- PROVIDED TEXT:
--- Start ---
The Supreme Court of India has held that transactions characterized as “loans” can fall within the ambit of “deposit” as defined under Section 2(c) of the Maharashtra Protection of Interest of Depositors (in Financial Establishments) Act, 1999 (MPID Act). The Court further clarified that the failure to establish offences under the Indian Penal Code (IPC) does not act as an embargo against invoking the special provisions of the MPID Act, as both operate in distinct statutory fields.
Background of the Case
The appellants, consisting of family members and two companies, invested ₹2.51 crore with respondent Nos. 2 to 6 between 2016 and 2019 for setting up a resort. The respondents promised a 24% annual interest rate but subsequently defaulted on both interest and principal repayments.
Following the default, the appellants initiated various legal actions, including summary suits and applications for the registration of an FIR under Sections 420, 409, and 405 of the IPC. However, the High Court of Judicature at Bombay (Nagpur Bench) previously held that the transaction was a “loan transaction” of a civil nature, and no cognizable offence under the IPC was disclosed.
The appellants then filed a complaint under the MPID Act. The Additional Sessions Judge and later the Bombay High Court (in the impugned order dated August 14, 2025) dismissed the revision application, holding that the transaction was a “loan” and did not qualify as a “deposit,” and that the respondents did not constitute a “financial establishment.”
Arguments of the Parties
Counsel for the appellants, Mr. Naveen Hegde, argued that the definition of “deposit” under Section 2(c) is exceptionally broad and includes any receipt of money to be returned. He contended that the respondents, by accepting these amounts under an arrangement, fall under the definition of a “financial establishment” under Section 2(d).
--- End ---
- EXCERPTED RECORDS:
--- Start ---
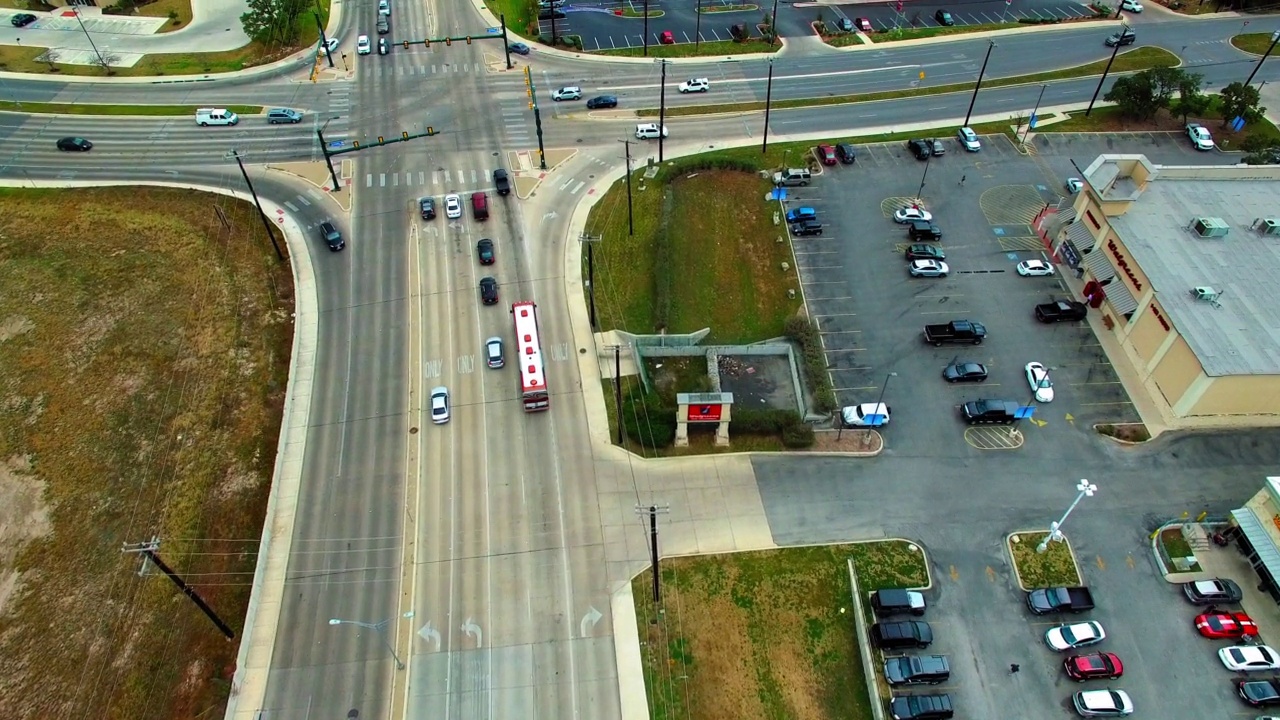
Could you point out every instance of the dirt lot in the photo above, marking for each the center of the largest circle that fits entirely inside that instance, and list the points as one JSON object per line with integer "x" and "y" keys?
{"x": 144, "y": 354}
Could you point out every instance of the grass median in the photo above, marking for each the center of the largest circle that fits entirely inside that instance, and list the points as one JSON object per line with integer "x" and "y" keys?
{"x": 146, "y": 341}
{"x": 1133, "y": 60}
{"x": 138, "y": 110}
{"x": 763, "y": 634}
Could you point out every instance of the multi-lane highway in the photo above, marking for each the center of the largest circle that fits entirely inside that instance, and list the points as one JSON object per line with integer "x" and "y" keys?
{"x": 475, "y": 550}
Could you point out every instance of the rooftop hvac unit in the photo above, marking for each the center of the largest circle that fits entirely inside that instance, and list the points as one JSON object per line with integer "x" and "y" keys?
{"x": 1210, "y": 227}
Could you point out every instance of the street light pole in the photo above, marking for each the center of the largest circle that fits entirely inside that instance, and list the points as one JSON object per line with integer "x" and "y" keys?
{"x": 768, "y": 99}
{"x": 1124, "y": 26}
{"x": 1086, "y": 490}
{"x": 982, "y": 72}
{"x": 1275, "y": 36}
{"x": 880, "y": 420}
{"x": 380, "y": 628}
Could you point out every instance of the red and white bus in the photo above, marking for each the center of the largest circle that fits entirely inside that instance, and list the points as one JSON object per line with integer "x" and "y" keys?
{"x": 529, "y": 358}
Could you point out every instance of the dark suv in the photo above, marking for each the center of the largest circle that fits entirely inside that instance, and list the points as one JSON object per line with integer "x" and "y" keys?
{"x": 905, "y": 633}
{"x": 332, "y": 236}
{"x": 923, "y": 229}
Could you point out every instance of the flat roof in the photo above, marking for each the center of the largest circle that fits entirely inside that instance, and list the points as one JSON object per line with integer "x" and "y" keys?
{"x": 1240, "y": 333}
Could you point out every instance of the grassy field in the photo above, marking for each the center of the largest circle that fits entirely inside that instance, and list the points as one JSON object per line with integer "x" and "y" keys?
{"x": 1139, "y": 59}
{"x": 144, "y": 351}
{"x": 1054, "y": 568}
{"x": 704, "y": 254}
{"x": 137, "y": 110}
{"x": 763, "y": 634}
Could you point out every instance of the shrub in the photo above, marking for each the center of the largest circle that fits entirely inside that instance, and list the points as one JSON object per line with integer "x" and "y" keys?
{"x": 804, "y": 332}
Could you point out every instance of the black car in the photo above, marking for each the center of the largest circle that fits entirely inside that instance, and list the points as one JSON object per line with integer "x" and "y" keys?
{"x": 923, "y": 229}
{"x": 920, "y": 707}
{"x": 332, "y": 237}
{"x": 924, "y": 251}
{"x": 74, "y": 145}
{"x": 988, "y": 411}
{"x": 1260, "y": 692}
{"x": 489, "y": 291}
{"x": 1217, "y": 591}
{"x": 502, "y": 181}
{"x": 805, "y": 228}
{"x": 1060, "y": 311}
{"x": 965, "y": 372}
{"x": 917, "y": 670}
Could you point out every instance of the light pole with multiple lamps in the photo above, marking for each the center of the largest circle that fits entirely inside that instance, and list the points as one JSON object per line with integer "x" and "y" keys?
{"x": 380, "y": 628}
{"x": 1055, "y": 529}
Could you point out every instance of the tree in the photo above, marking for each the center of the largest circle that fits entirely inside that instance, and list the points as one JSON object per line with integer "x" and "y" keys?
{"x": 1191, "y": 100}
{"x": 1239, "y": 100}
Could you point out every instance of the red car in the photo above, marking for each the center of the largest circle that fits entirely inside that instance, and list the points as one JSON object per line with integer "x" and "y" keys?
{"x": 828, "y": 154}
{"x": 1095, "y": 665}
{"x": 1226, "y": 625}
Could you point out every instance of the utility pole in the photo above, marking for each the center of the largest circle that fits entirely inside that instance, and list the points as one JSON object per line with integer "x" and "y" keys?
{"x": 149, "y": 552}
{"x": 768, "y": 100}
{"x": 982, "y": 72}
{"x": 590, "y": 274}
{"x": 266, "y": 224}
{"x": 1275, "y": 36}
{"x": 662, "y": 109}
{"x": 653, "y": 510}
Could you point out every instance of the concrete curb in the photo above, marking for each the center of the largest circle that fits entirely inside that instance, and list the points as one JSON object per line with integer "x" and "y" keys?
{"x": 1014, "y": 565}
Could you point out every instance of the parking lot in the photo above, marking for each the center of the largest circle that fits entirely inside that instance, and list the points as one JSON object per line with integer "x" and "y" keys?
{"x": 872, "y": 313}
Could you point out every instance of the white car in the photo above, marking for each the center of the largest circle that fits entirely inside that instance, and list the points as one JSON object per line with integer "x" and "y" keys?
{"x": 1102, "y": 703}
{"x": 439, "y": 405}
{"x": 908, "y": 214}
{"x": 865, "y": 415}
{"x": 452, "y": 206}
{"x": 571, "y": 92}
{"x": 1034, "y": 269}
{"x": 1249, "y": 657}
{"x": 928, "y": 269}
{"x": 1201, "y": 139}
{"x": 1077, "y": 634}
{"x": 1037, "y": 377}
{"x": 695, "y": 85}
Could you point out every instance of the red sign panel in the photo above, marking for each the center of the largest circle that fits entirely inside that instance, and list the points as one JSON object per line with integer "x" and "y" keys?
{"x": 704, "y": 413}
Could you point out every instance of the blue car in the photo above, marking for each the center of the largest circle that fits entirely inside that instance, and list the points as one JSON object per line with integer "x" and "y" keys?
{"x": 800, "y": 214}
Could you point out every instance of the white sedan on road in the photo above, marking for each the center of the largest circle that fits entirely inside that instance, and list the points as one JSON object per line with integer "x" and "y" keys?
{"x": 908, "y": 214}
{"x": 1037, "y": 377}
{"x": 1077, "y": 634}
{"x": 1034, "y": 268}
{"x": 1249, "y": 657}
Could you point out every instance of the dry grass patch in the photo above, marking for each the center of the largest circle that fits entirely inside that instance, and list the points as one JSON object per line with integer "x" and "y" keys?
{"x": 1051, "y": 569}
{"x": 763, "y": 634}
{"x": 144, "y": 355}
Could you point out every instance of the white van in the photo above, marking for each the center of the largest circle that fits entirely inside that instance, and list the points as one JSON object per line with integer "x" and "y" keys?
{"x": 215, "y": 117}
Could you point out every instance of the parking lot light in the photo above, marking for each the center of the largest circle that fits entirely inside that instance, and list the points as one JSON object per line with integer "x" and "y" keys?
{"x": 1055, "y": 529}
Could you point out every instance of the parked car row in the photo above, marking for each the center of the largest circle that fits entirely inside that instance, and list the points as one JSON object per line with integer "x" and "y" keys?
{"x": 903, "y": 671}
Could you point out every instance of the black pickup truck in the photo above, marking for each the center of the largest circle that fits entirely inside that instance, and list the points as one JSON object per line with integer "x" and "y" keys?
{"x": 1060, "y": 600}
{"x": 955, "y": 331}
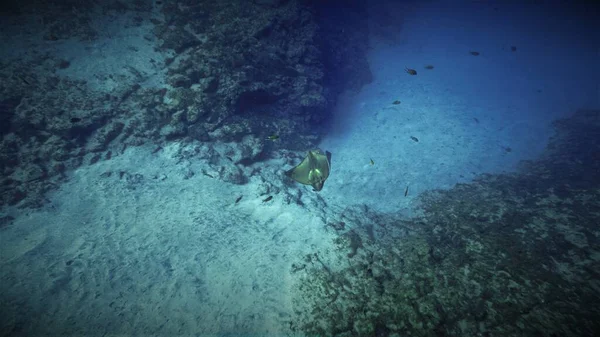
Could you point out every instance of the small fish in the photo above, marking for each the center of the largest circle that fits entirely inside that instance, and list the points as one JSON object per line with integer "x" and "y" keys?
{"x": 410, "y": 71}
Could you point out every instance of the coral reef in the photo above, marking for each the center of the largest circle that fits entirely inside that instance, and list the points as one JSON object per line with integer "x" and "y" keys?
{"x": 509, "y": 255}
{"x": 229, "y": 72}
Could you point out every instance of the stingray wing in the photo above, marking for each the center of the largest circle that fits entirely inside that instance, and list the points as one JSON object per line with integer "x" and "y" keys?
{"x": 300, "y": 173}
{"x": 314, "y": 160}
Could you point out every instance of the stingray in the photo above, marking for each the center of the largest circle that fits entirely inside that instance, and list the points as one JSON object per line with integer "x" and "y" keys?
{"x": 313, "y": 170}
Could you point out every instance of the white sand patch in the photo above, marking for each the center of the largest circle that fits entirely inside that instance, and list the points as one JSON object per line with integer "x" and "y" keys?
{"x": 166, "y": 254}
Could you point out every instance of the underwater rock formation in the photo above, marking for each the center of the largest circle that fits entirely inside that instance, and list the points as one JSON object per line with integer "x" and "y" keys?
{"x": 219, "y": 72}
{"x": 507, "y": 255}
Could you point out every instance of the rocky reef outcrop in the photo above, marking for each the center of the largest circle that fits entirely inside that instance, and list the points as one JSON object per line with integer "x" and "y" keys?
{"x": 507, "y": 255}
{"x": 225, "y": 71}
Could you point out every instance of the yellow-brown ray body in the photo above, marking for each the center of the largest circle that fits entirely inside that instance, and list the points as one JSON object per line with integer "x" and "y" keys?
{"x": 313, "y": 170}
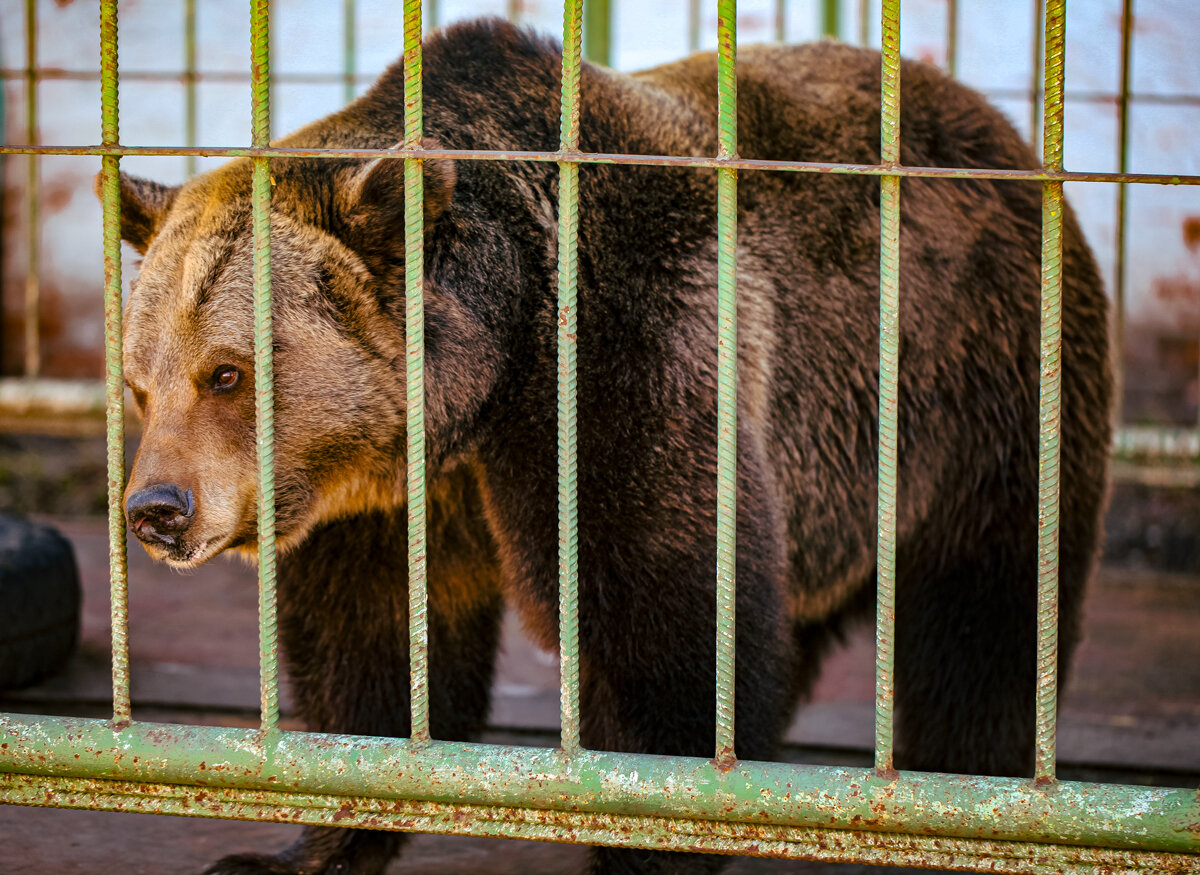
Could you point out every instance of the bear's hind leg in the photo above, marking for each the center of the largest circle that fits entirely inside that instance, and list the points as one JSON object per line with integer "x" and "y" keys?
{"x": 966, "y": 664}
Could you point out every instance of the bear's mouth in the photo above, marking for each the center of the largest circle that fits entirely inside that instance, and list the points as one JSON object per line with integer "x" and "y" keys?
{"x": 187, "y": 553}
--- End ---
Resume the article on the Supreme Court's MPID Act ruling, picking up right after its final sentence.

- EXERCISE RESULT:
On the other hand, counsel for the respondents, Mr. Samrat Krishnarao Shinde, argued that the dispute was purely civil and related to a friendly loan. They contended that since the High Court had already found that no IPC offences were made out, the appellants could not “fall back” upon the MPID Act. They further argued that the Act only applies to schemes floating public deposits and not individual loan transactions.
Court’s Analysis and Observations
A Bench of Justice Manoj Misra and Justice N.V. Anjaria examined the legislative intent of the MPID Act, noting its purpose to protect depositors from unscrupulous financial establishments.
The Court emphasized that the statutory definition of “deposit” is inclusive and expansive:
“The import of the same creates a legal fiction and the use of the words ‘includes’ and ‘deemed to have always included’ make the term ‘deposit’ inclusive and not restrictive.”
Regarding the nomenclature of “loan,” the Court observed:
“Nomenclature of the transaction is not relevant. It is not the nomenclature but the ingredients or the basic attributes with which the transaction is informed and characterised that would make and mould the transaction to become ‘deposit’ under Section 2(c) of the MPID Act.”
The Court further held that any person accepting such deposits qualifies as a “Financial Establishment” under Section 2(d):
“The individual persons like respondents herein accepting the deposit and fraudulently defaulting become a ‘Financial Establishment’ within the definition of Section 2(d) of the Act, and could be subjected to legal action under the provisions of the MPID Act.”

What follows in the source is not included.